— START OF Dataset entries —

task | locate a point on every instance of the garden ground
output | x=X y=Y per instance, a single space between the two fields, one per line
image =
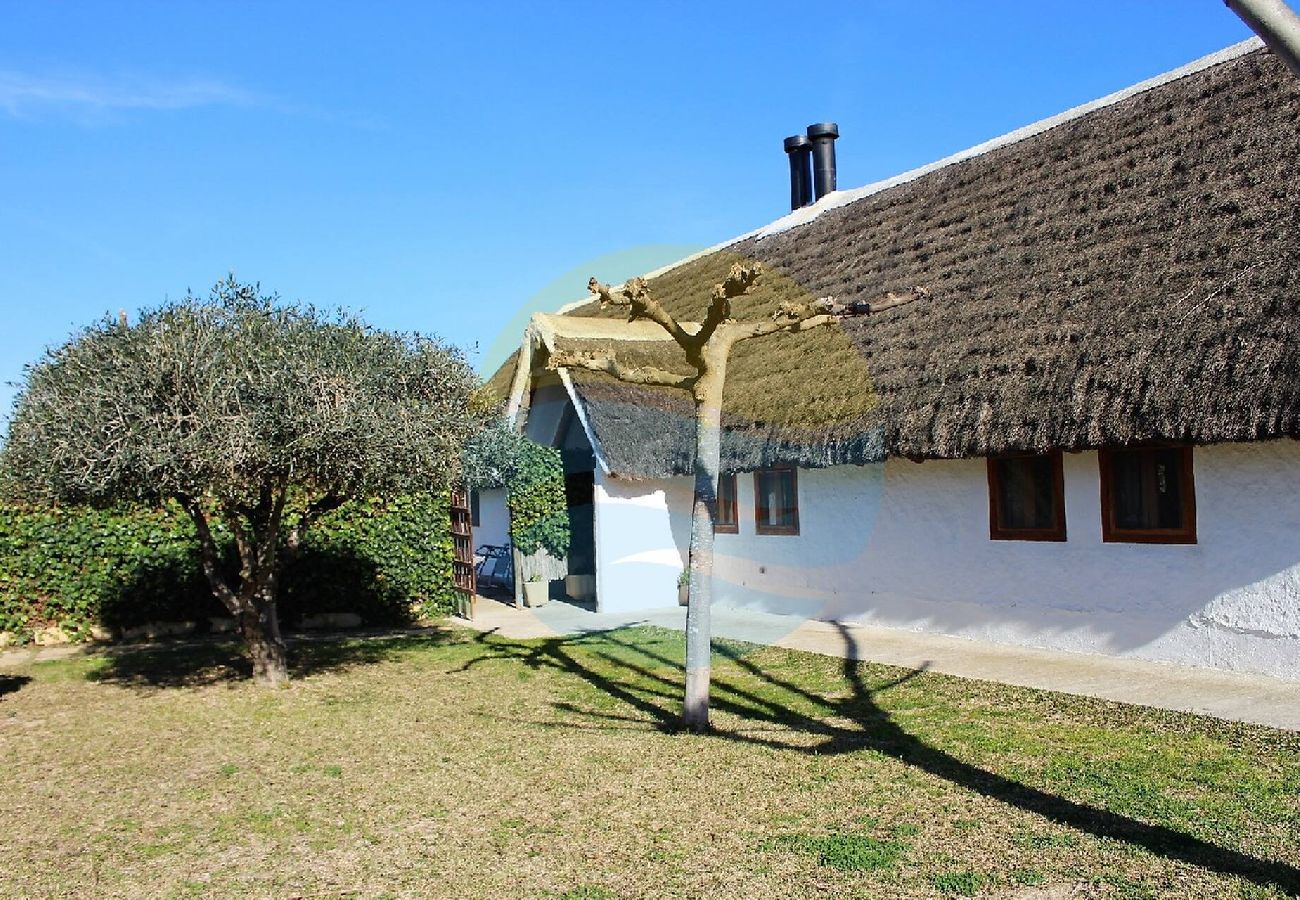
x=460 y=764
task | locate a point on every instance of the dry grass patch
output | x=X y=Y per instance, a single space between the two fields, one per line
x=464 y=765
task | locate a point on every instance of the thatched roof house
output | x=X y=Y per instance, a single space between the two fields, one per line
x=1122 y=272
x=1079 y=436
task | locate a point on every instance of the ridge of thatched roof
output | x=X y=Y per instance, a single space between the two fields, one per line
x=1126 y=273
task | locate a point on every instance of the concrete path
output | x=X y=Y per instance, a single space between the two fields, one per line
x=1210 y=692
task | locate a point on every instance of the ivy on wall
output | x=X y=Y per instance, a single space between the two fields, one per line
x=538 y=511
x=76 y=567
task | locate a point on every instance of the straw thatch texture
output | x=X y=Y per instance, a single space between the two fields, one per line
x=1127 y=276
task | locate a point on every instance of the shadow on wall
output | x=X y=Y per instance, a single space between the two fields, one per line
x=906 y=544
x=845 y=722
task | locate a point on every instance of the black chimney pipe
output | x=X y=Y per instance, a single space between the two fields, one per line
x=822 y=137
x=798 y=148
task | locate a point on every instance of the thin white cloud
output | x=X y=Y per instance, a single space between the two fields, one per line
x=95 y=98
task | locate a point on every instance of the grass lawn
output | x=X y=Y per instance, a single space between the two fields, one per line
x=464 y=765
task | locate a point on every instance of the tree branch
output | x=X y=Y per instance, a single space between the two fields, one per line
x=208 y=555
x=739 y=281
x=806 y=316
x=636 y=295
x=642 y=375
x=328 y=502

— END OF Dataset entries —

_What is needed_
Update the records above by replacing "thatched roof" with "straw roof" everywhere it occurs, with everything else unchanged. Leave the pictures out of your answer.

_Full response_
task | locate a point on every instance of the garden ground
output | x=X y=Y per instance, a single space between the two fields, one per line
image =
x=460 y=764
task | locate a point on every instance of the dry grass patch
output | x=X y=Y per instance, a single space between the two fields, one per line
x=464 y=765
task | locate a point on every instance of the straw roof house
output | x=X y=Y per instance, a single space between the two fields, one per line
x=1122 y=272
x=1079 y=436
task | locate a point on every instance of the ridge of straw roof
output | x=X y=Y per instance, a single space between the two fields, one per line
x=1126 y=273
task | locate a point on every instance of the concrete path
output | x=X y=Y per instance, a single space between the two fields, one per line
x=1210 y=692
task | locate a point on every instance of the ivy on wall
output | x=X y=Y per instance, a single space between the two fields, one per line
x=538 y=511
x=76 y=567
task | locate a point on every instance of the straw thatch texture
output | x=X y=Y per instance, a single space between the two fields, one per line
x=1127 y=276
task | locate a point on every instance of the shadow on wall
output | x=X y=Y per instance, a single space between the two fields, one per line
x=906 y=544
x=845 y=722
task | locate a point on every instance of the black chimney pipe
output | x=X y=Y per instance, a single space between the two fields, one per line
x=822 y=137
x=798 y=148
task | locate a point on every instance of the thin white cloud
output | x=X y=Y per instance, a single space between the two fields, one per line
x=95 y=98
task | locate a point on every instance of the grass lawn
output | x=X y=Y per instance, a single space between the two fields, one per line
x=464 y=765
task | locate a point on every instance of the tree branch
output | x=X y=Y per instance, a single space between the two fields, one per line
x=208 y=555
x=739 y=281
x=806 y=316
x=636 y=295
x=642 y=375
x=328 y=502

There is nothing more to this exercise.